::: SUPPLIED MATERIAL

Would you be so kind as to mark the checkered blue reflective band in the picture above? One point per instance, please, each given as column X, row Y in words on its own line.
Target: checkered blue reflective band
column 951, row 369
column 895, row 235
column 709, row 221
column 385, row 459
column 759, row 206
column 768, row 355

::::::

- _TASK DESCRIPTION_:
Output every line of the records above as a JSON list of strings, with one string per line and blank lines left out.

- _ANSWER FOR THE TASK_:
[
  "Would you be so kind as to mark the checkered blue reflective band in the picture above? One point per instance, please, each given as column X, row Y in words on its own line.",
  "Target: checkered blue reflective band",
  "column 951, row 369",
  "column 895, row 235",
  "column 709, row 221",
  "column 385, row 459",
  "column 759, row 206",
  "column 768, row 355"
]